▸ **Problem requirements**
Each line below from the one containing "Target: crowd of spectators" through the one containing "Target: steward in orange vest" is to be given again exactly, and no line outside that span.

BEGIN

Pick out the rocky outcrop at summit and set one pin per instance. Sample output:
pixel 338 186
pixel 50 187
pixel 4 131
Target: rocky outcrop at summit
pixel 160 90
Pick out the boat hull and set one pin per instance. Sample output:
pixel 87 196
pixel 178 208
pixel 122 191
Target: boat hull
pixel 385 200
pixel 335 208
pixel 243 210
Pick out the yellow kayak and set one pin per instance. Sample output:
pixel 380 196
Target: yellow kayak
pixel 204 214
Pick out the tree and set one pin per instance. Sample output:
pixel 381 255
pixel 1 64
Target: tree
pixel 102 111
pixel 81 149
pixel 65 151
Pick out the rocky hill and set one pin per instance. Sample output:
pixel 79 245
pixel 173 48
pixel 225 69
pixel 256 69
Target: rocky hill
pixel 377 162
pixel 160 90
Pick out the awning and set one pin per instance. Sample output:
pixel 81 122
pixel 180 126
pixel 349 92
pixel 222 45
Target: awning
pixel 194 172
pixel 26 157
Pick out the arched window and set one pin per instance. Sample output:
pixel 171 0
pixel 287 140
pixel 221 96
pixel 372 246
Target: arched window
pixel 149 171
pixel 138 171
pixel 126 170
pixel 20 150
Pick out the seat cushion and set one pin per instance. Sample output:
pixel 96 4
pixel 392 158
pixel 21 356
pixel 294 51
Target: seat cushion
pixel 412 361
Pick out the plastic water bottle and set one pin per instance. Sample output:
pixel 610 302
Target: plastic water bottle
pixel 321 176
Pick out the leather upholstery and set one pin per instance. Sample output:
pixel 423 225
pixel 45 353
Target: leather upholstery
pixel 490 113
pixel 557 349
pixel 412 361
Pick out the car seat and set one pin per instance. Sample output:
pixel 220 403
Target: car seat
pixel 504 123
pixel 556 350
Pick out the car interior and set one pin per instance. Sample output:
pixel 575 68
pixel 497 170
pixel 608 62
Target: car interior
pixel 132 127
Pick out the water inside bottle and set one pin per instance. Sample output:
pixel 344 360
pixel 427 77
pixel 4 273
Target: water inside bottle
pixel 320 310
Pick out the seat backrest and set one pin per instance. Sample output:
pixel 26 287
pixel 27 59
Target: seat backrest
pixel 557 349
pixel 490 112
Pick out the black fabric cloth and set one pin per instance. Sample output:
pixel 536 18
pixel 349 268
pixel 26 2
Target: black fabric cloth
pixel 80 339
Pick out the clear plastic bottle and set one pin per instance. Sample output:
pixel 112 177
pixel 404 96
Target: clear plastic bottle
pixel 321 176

END
BEGIN

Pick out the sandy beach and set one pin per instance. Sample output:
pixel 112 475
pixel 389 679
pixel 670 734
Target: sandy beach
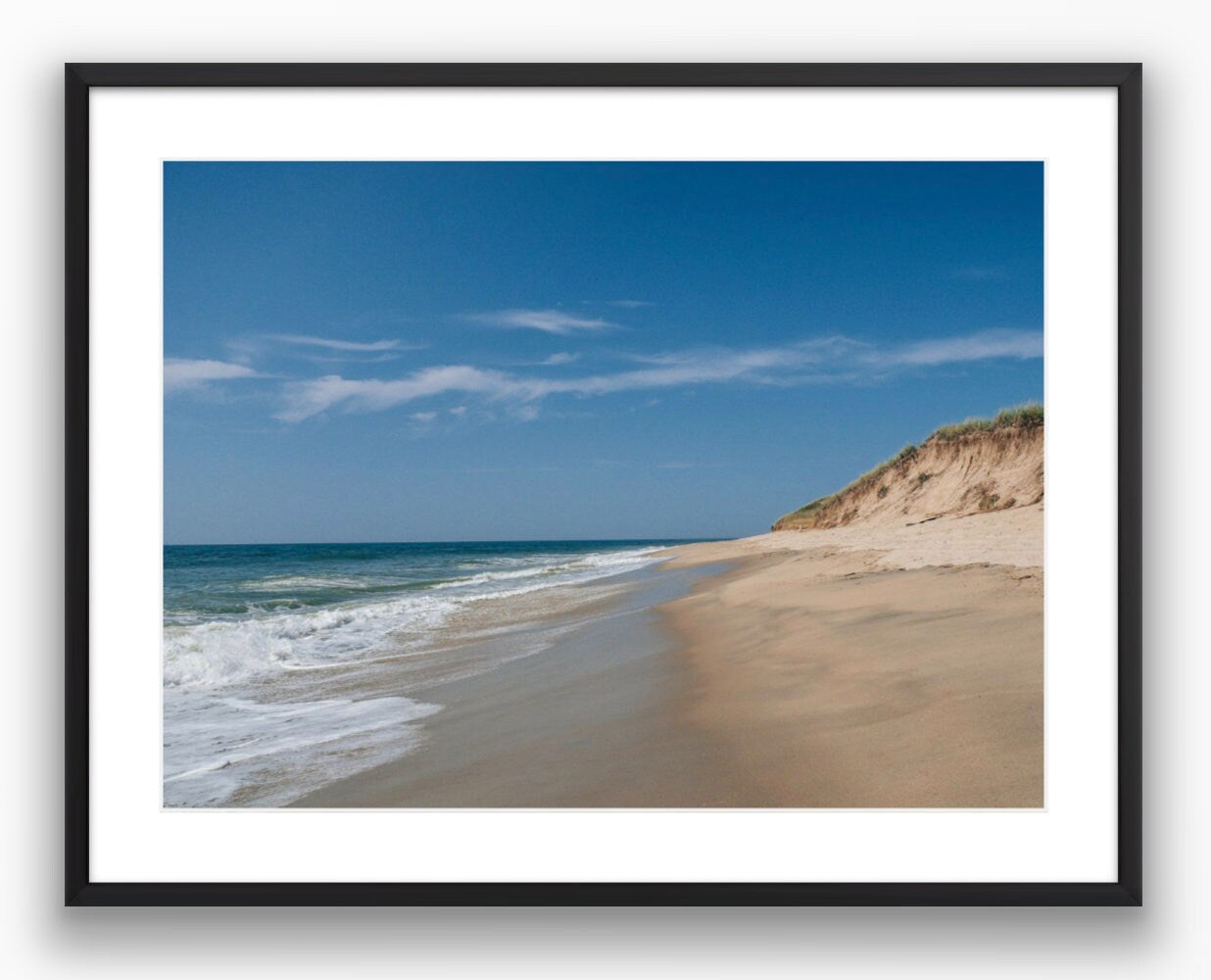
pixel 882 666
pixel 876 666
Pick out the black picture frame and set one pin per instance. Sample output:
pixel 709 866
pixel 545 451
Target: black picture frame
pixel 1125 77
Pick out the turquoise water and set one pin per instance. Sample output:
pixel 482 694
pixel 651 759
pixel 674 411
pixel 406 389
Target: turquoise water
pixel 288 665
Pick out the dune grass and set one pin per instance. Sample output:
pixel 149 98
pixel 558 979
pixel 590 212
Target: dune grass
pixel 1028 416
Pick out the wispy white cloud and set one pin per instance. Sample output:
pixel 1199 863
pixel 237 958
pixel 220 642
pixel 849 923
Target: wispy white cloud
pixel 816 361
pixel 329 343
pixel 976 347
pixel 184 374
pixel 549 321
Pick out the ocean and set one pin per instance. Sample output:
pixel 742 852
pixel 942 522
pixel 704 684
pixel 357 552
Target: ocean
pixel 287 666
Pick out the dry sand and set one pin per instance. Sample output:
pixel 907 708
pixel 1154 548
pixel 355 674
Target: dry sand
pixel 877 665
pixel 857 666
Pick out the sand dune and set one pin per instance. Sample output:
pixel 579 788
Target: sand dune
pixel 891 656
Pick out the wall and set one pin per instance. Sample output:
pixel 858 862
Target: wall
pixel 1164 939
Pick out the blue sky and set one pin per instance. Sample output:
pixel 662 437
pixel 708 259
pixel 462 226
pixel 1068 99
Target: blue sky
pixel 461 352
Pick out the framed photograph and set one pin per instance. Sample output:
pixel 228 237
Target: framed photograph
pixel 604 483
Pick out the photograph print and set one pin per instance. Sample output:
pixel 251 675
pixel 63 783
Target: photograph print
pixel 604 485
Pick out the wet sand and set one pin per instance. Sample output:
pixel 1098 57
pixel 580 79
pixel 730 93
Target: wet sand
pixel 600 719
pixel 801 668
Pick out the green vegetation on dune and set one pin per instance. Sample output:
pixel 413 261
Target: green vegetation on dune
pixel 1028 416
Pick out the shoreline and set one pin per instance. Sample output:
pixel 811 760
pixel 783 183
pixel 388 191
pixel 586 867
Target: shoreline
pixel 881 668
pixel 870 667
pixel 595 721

END
BEGIN

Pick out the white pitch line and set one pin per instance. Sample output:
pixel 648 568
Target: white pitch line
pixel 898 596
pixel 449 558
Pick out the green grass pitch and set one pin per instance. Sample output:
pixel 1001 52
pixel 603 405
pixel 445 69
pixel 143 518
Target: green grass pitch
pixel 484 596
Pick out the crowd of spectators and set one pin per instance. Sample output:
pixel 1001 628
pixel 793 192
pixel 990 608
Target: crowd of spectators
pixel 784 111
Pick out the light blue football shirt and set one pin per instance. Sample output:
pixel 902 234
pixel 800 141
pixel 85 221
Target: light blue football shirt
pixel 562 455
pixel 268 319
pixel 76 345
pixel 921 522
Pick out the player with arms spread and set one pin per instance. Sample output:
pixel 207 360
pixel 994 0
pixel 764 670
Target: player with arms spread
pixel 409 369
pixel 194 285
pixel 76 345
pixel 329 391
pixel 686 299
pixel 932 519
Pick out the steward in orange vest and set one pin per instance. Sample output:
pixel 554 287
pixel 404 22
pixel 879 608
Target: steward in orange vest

END

▸ **Task answer**
Target: crowd of spectators
pixel 784 111
Pick out the light blue football shirt and set one pin per instance. Sample output:
pixel 902 234
pixel 800 141
pixel 85 221
Target: light blue football shirt
pixel 562 455
pixel 268 319
pixel 76 345
pixel 921 522
Pick out the player with arms spread and set one pin per instance. Sample output:
pixel 207 360
pixel 994 0
pixel 764 670
Target: player with arms spread
pixel 409 369
pixel 194 285
pixel 76 345
pixel 329 391
pixel 686 299
pixel 932 519
Pick out the steward in orange vest and set one pin per instance. Sample output:
pixel 554 287
pixel 404 22
pixel 879 608
Target: steward in orange vest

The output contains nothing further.